**What you need to do**
Render all of the material below as a two-column CSV headed input and output. Each row should pair one instruction text with its answer, with each in its own quoted field and line breaks replaced by spaces.
[Start Provided entries]
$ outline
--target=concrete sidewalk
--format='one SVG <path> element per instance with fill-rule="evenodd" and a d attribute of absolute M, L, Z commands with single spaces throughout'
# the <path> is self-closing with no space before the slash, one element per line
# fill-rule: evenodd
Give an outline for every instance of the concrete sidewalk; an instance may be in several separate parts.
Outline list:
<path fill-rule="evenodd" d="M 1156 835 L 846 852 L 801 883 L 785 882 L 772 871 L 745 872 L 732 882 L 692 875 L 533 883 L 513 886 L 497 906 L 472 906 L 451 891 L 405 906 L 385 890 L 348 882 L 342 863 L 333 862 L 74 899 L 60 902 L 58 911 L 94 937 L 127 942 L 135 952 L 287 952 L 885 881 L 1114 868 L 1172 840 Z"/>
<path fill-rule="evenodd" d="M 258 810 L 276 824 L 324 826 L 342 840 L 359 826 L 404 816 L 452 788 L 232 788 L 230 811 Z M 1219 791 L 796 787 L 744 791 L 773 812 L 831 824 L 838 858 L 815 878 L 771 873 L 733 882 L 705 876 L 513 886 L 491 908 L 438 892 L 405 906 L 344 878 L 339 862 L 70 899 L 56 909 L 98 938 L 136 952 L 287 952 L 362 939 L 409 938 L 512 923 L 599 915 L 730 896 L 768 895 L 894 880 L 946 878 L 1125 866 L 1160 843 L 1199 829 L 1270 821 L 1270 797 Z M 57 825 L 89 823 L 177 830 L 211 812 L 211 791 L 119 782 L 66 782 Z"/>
[End Provided entries]
**Final answer**
input,output
"$ outline --target=concrete sidewalk --format='one SVG <path> element per instance with fill-rule=""evenodd"" and a d attribute of absolute M, L, Z commands with single spaces throughout' # the <path> is self-closing with no space before the slash, one element per line # fill-rule: evenodd Give an outline for every instance of the concrete sidewalk; an instance may be in several separate parts. Outline list:","<path fill-rule=""evenodd"" d=""M 1156 835 L 846 852 L 801 883 L 785 882 L 772 871 L 745 872 L 732 882 L 692 875 L 533 883 L 513 886 L 497 906 L 472 906 L 451 891 L 405 906 L 385 890 L 348 882 L 342 863 L 333 862 L 74 899 L 60 902 L 58 911 L 94 937 L 127 942 L 135 952 L 287 952 L 885 881 L 1114 868 L 1172 840 Z""/> <path fill-rule=""evenodd"" d=""M 258 810 L 276 824 L 324 826 L 342 840 L 359 826 L 404 816 L 452 788 L 232 788 L 230 811 Z M 1219 791 L 796 787 L 744 791 L 773 812 L 831 824 L 838 858 L 815 878 L 771 873 L 733 882 L 705 876 L 513 886 L 491 908 L 438 892 L 405 906 L 344 878 L 339 862 L 70 899 L 56 909 L 98 938 L 136 952 L 287 952 L 362 939 L 409 938 L 512 923 L 599 915 L 730 896 L 768 895 L 894 880 L 946 878 L 1125 866 L 1160 843 L 1199 829 L 1270 821 L 1270 797 Z M 57 825 L 89 823 L 177 830 L 211 812 L 211 791 L 119 782 L 66 782 Z""/>"